Transcribe, word for word, the line containing "Point out the white sandal in this photo." and each line following it through the end of the listing below. Omit all other lines.

**Entries:**
_ _ _ _ _

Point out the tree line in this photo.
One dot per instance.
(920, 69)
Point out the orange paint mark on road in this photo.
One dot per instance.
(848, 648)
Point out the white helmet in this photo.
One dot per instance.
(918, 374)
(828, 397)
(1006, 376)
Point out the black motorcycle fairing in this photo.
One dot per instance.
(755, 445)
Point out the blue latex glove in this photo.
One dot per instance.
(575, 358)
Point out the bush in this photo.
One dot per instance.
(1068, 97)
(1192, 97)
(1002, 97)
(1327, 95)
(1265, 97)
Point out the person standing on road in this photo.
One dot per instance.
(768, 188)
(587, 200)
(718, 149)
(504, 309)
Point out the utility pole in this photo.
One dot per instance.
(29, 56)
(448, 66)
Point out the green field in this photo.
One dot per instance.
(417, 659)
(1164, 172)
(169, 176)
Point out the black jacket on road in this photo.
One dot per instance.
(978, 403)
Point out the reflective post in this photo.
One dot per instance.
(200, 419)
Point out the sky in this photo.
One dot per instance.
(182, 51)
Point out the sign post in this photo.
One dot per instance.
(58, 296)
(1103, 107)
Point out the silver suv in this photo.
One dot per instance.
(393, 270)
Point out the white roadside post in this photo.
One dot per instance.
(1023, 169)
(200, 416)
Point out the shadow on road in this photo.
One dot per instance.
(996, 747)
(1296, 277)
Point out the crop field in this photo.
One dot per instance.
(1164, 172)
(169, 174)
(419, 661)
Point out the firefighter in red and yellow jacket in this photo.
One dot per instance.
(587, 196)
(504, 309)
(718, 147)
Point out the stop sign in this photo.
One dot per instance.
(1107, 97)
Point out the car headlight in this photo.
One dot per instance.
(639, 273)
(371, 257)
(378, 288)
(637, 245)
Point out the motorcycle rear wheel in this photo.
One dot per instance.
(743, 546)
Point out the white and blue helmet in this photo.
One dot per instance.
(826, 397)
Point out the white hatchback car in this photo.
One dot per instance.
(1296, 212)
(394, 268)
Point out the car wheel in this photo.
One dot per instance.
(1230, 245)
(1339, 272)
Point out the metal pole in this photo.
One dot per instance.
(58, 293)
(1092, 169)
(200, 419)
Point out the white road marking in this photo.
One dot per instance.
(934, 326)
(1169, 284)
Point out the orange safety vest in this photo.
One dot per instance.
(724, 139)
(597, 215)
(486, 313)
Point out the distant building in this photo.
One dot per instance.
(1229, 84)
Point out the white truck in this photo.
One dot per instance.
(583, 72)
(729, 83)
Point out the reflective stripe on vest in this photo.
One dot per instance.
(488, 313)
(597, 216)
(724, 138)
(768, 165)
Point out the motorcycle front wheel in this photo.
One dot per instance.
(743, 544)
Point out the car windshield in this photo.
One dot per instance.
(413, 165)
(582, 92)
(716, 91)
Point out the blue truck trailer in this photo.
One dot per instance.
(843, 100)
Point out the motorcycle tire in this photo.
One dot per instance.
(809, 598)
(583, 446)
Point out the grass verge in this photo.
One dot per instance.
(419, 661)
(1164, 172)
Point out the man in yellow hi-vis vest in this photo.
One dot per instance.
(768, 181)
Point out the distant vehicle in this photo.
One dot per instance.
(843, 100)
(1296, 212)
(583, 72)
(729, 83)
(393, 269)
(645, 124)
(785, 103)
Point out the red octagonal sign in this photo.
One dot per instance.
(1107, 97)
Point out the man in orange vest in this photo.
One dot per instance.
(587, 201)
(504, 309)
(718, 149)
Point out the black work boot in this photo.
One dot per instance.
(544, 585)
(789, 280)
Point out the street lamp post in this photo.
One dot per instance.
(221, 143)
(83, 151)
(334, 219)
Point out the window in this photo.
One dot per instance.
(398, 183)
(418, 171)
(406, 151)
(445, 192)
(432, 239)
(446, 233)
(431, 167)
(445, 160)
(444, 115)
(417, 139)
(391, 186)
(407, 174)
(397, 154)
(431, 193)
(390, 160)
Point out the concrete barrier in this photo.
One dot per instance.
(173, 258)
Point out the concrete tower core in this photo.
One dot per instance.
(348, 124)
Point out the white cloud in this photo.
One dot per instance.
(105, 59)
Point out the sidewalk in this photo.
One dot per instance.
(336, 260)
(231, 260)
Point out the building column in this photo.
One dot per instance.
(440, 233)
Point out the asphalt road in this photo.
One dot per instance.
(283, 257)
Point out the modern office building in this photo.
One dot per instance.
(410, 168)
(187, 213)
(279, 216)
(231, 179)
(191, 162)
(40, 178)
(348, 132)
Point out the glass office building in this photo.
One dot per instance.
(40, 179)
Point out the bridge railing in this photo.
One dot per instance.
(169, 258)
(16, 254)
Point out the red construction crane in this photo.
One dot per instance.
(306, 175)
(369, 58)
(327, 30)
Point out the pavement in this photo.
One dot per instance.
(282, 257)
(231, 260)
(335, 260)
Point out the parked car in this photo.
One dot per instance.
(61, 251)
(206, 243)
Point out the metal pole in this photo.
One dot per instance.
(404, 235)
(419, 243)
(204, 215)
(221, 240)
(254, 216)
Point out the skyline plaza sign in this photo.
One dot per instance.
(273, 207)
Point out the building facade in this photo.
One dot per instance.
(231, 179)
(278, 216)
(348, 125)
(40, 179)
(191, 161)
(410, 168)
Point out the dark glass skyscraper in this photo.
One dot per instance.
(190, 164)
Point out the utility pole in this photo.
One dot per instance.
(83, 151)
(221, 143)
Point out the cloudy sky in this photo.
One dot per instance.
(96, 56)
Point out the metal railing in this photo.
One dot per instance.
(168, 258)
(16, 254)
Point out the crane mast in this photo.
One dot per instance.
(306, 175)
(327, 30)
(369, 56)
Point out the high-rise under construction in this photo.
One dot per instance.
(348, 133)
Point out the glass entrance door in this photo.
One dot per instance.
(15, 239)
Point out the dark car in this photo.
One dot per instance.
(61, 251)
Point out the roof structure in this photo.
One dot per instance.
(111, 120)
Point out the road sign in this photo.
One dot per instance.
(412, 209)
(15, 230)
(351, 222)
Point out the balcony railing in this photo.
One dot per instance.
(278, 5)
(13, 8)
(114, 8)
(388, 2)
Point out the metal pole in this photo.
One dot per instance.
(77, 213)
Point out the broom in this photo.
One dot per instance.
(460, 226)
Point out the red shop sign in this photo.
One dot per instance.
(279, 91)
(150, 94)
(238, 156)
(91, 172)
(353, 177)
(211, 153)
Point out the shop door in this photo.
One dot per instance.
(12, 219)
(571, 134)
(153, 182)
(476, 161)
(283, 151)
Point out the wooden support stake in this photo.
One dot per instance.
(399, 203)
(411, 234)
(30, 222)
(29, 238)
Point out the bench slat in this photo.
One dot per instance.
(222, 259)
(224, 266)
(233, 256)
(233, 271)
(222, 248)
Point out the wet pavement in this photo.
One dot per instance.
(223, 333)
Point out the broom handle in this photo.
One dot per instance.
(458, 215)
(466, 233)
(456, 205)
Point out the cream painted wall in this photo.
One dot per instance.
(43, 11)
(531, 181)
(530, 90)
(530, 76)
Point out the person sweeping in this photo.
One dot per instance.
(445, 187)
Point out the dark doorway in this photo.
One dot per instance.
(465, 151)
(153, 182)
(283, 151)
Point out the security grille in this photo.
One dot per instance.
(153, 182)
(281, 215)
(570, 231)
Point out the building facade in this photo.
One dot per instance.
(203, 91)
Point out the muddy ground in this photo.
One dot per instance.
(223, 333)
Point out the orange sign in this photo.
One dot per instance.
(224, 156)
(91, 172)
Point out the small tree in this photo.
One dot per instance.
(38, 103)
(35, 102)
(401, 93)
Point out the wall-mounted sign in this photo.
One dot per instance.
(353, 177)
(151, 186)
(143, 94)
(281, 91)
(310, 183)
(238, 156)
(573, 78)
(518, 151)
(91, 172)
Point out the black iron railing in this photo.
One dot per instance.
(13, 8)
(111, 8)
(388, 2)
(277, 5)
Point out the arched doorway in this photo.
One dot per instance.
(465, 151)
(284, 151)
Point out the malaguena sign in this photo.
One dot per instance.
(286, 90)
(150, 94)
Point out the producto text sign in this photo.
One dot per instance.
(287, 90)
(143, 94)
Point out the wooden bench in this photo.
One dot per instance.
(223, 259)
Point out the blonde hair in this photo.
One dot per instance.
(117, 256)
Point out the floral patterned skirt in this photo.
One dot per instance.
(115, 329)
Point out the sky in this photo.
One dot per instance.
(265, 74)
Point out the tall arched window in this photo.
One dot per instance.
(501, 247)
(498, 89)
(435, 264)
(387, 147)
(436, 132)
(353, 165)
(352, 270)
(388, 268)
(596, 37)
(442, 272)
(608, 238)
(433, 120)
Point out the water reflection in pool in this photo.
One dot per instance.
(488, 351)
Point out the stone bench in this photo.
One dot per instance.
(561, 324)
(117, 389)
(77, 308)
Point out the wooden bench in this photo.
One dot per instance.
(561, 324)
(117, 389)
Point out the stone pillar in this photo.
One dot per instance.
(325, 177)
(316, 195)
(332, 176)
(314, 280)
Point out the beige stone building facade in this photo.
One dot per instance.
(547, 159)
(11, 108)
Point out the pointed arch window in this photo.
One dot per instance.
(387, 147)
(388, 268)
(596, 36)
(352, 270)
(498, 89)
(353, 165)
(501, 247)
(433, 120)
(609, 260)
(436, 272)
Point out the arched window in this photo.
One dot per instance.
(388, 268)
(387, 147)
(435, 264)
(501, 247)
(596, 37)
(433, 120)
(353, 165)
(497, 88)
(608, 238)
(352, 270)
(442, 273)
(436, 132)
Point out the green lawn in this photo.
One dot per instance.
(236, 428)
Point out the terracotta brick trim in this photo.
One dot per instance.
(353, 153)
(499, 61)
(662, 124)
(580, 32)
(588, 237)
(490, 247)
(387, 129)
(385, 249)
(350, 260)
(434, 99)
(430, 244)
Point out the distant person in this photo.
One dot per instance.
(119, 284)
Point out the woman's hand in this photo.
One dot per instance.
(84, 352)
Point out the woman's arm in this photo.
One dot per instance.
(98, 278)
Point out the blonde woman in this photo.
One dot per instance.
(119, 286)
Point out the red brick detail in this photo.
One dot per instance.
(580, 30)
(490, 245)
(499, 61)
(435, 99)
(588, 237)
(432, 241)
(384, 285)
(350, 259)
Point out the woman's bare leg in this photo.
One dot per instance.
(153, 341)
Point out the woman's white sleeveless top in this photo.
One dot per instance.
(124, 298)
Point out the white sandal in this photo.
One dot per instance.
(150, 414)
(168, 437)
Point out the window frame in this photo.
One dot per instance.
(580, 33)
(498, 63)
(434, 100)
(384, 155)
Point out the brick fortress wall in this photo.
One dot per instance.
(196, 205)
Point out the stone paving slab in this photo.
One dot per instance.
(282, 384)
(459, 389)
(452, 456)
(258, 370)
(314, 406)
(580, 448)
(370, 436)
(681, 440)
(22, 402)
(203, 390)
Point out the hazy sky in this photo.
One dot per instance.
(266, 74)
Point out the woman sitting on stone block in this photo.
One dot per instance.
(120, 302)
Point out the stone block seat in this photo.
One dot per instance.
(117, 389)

_ _ _ _ _

**Result of this task:**
Point out the white sandal in this photo.
One dot per instance.
(150, 414)
(168, 437)
Point out the window frame in this photo.
One dot per instance.
(580, 33)
(498, 63)
(434, 100)
(384, 155)
Point out the brick fortress wall in this photo.
One dot per instance.
(196, 205)
Point out the stone paving slab in this photo.
One dot per instance.
(282, 384)
(459, 389)
(452, 456)
(258, 370)
(314, 406)
(580, 448)
(370, 436)
(681, 440)
(22, 402)
(203, 390)
Point out the hazy sky in this photo.
One dot per instance.
(266, 74)
Point out the woman sitting on stone block in this photo.
One dot per instance.
(120, 302)
Point out the stone block seat in this photo.
One dot per instance.
(117, 389)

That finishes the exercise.